Dies ist die härteste Botschaft, die King, einst selbst Junkie, uns mitteilt: Wer an seiner Sucht scheitert, merkt zu spät, was er alles verpasst hat. Spoiler: Es kommt wenigstens zu einer Versöhnung mit dem Vater, der ihn einst mit der Axt meucheln wollte (sie demonstriert leider auch, wie wenig King der Wirkung dieses Wiedertreffens vertraut hat – er verschriftlicht tatsächlich den Druck auf die Tränendrüse, „Dan wusste, dass er weinen würde, aber noch hielt er es zurück.“)

Im „Doctor Sleep“ schildert King die eigene Gesundwerdung am Beispiel seines alter ego Danny Torrance, der wie er das Zwölf-Stufen-Programm der Anonymen Alkoholiker durchlaufen will, und, anders als erhofft (man hat ja sofort den Kubrick-Jungen im Kopf), eben kein Superman mit Prinz-Eisenherz-Frisur geworden ist, der entgleiste Züge stoppen könnte. Sondern ein Wrack. Er findet tolle Vergleiche: „Die Gedanken waren eine Schultafel. Schnaps war der Schwamm.“

Der Fokus liegt also ganz auf Danny, dem King die passende Rolle jener Berufstätigen verpasst hat, die die Gesellschaft zusammenhalten, aber schlecht bezahlt werden und stets die Menschen im Hintergrund sind: Der „Shining“-Begabte ist Krankenpfleger. Man nennt ihn „Doktor Schlaf“, weil er die Patienten beruhigen kann. Danny erkennt seinen Nutzen für die anderen, zerbricht aber fast daran, dass er sehen kann, was andere nicht sehen können.

„Doctor Sleep“ widmet sich auch dem Thema Kindesmissbrauch, und damit schließt sich für King ein Kreis. Der gewalttätige, alkoholkranke Vater Jack Torrance aus „Shining“ brach seinem Sohn Danny den Arm; King deutete immer wieder an, dass er selbst nicht immer friedfertig gegenüber seiner Familie gewesen sei. In der Fortsetzung will Danny nun eine Bande Untoter stoppen, die sich von der „Shining“-Kraft gekidnappter Kinder immer währendes Leben versprechen, und ihren Akku durch besonders bestialische Folter vor der Ermordung noch stärker aufladen können. Seit Jahrhunderten reisen die Anhänger des „Wahren Knoten“ durch die Welt auf der Suche nach Opfern, sie erinnern sich noch an die Zeit, als die Leute in Europa Bäume statt Eigentumswohnungen verehrt haben.

> **Aufgabe 1**
Beantworte die folgenden Fragen anhand des Textes über „Doctor Sleep“:
(a) Welchen Beruf hat Danny?
(b) Welches Programm will Danny durchlaufen?
(c) Was tat Jack Torrance in „Shining“ seinem Sohn an?
> **Aufgabe 2**
Stimmen diese Aussagen mit dem Text über „Doctor Sleep“ überein? Antworte jeweils mit Ja oder Nein und zitiere die entscheidenden Worte.
(a) Danny wird „Doktor Schlaf“ genannt, weil er die Patienten beruhigen kann.
(b) Danny ist zu einem Superman geworden, der entgleiste Züge stoppen könnte.
(c) Die Anhänger des „Wahren Knoten“ reisen seit Jahrzehnten durch die Welt.
> **Aufgabe 3**
Führe den Text über „Doctor Sleep“ nach seinem letzten Satz fort.

> **Datenauszug**
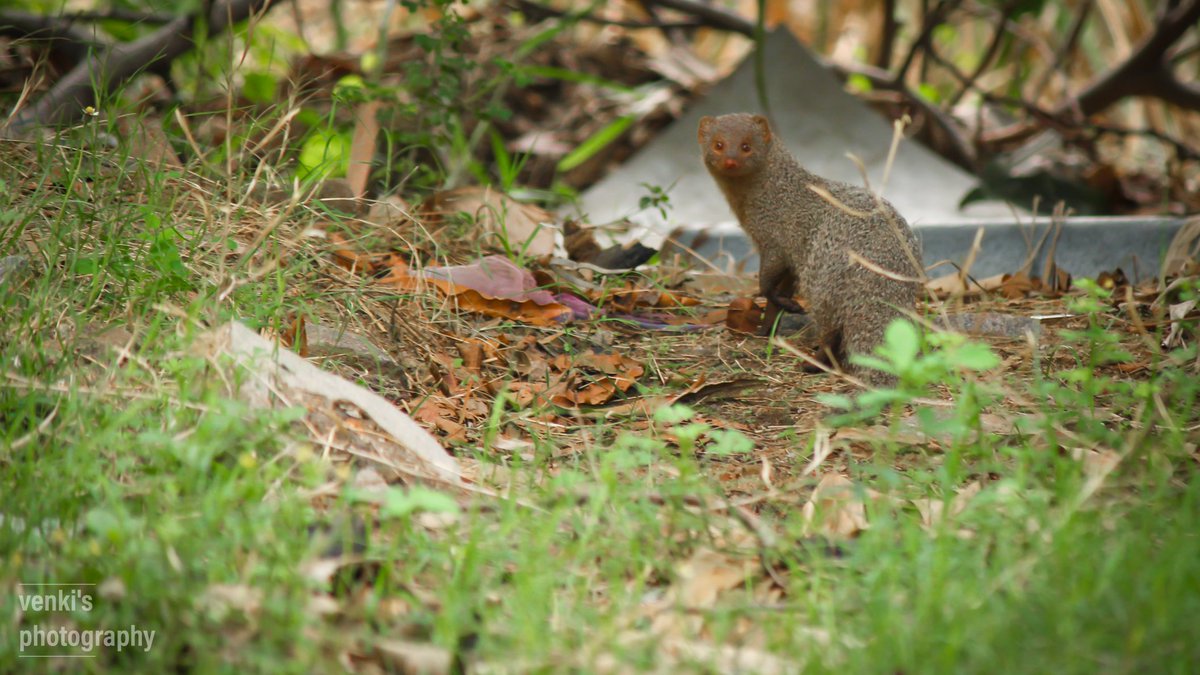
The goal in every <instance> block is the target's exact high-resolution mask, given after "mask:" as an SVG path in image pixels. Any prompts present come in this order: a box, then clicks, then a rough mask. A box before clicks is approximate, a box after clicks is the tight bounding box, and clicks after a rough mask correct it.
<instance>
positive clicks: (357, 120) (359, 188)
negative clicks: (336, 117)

---

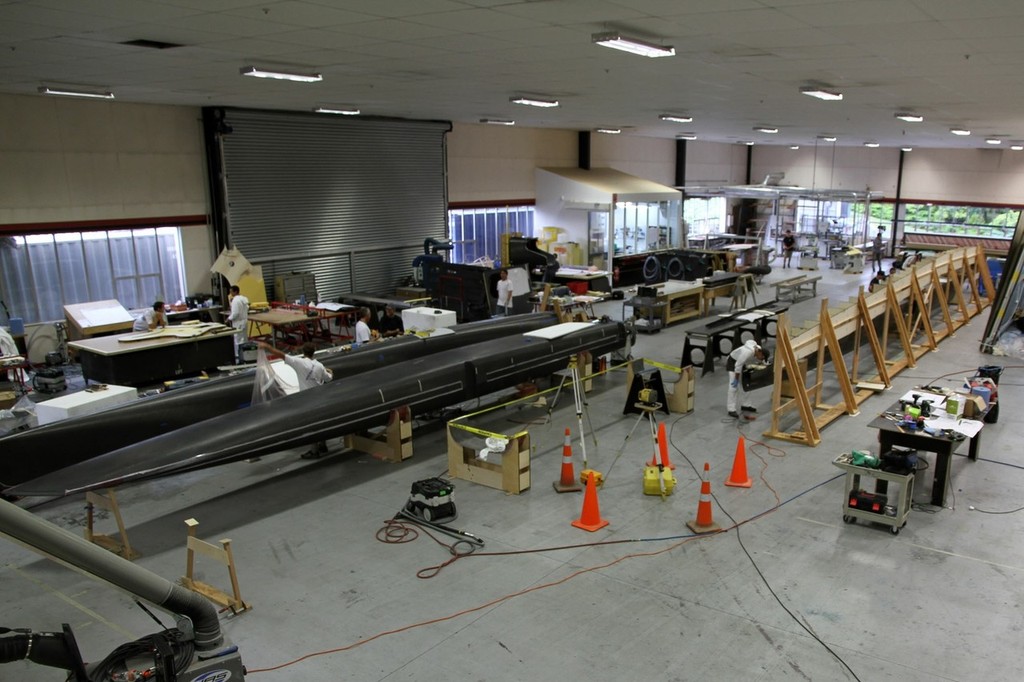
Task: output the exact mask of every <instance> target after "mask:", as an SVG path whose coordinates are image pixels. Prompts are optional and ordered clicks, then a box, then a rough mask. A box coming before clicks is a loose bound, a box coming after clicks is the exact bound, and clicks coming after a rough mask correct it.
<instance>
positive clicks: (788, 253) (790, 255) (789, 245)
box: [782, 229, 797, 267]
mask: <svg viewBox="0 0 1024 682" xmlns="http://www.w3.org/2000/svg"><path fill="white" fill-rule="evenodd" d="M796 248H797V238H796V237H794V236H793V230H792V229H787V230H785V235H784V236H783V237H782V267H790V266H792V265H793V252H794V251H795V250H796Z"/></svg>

> **Lösung 1**
(a) Danny ist Krankenpfleger.
(b) Er will das Zwölf-Stufen-Programm der Anonymen Alkoholiker durchlaufen.
(c) Er brach seinem Sohn den Arm.

> **Lösung 2**
(a) Ja: „weil er die Patienten beruhigen kann“
(b) Nein: „eben kein Superman mit Prinz-Eisenherz-Frisur geworden ist“
(c) Nein: „Seit Jahrhunderten reisen die Anhänger“

> **Lösung 3**
POLITIK!

Doch die besorgniserregende Entwicklung, die Stephen King in den Nullerjahren anfing zu durchlaufen, macht auch vor dem heiligen „Shining“ nicht halt. Kritik an den Zuständen, Amerika, nein: der Welt, verfrachtet er in seine Bösewichte. So, wie Big Jim Rennie aus „Under The Dome“ oder General Kurtz im „Dreamcatcher“ verkörpern die Wesen des „Wahren Knoten“ alles, was mit der Bush-Ära und dem Krieg gegen den Terror falsch lief.

Die Untoten überlisten den Staat und dessen Heimatschutzministerium, das sich eben nicht nur durch Schutz der Bürger, sondern Einschränkung der Bürgerrechte auszeichnet. Dass die Mitglieder des „Wahren Knoten“ sich als Trailer-Reisende tarnen, die von Campingplatz zu Campingplatz fahren, also als amerikanische, des Terrorismus unverdächtige Freizeit-Leute, ist Kings ironischer Beitrag zur Debatte – Rasterfahndung taugt da nichts.

Keine Frage, dass sich diese Freaks, stets auf der Suche nach „Steam“, also der ausgeatmeten, letzten Lebenskraft Sterbender, auch zum World Trace Center aufgemacht hatten, als es einstürzte. Politischer Bezug! P-O-L-I-T-I-K!

Nur erfüllen die Camper auch jene Klischees der Anti-Intellektuellen, über die King eben doch auch gerne spöttelt. In ihren Wagen hängen eingerahmte Fotos von Ronald Reagan, und im „New Yorker“ blättern sie ausschließlich wegen der Cartoons und Artikel, die die Welt, also alles außerhalb des eigenen amerikanischen Kontinents, also Exotika verkaufen. Dazu „Denkanstöße“ für uns Barbaren: „Ihr schlachtet Schweine, Rinder und Schafe. Ist das, was wir tun, irgendwas anderes?“

Es macht die Fortsetzung gewiss nicht zum besseren Roman. „Shining“ ist besser. Mal unabhängig davon, dass er mit den Kreaturen des „Wahren Knoten“ eine Truppe geschaffen hat, die große Pläne schmiedet, sich aber immer wieder leichter austricksen lässt als fast alle seiner anderen teuflischen Wesen.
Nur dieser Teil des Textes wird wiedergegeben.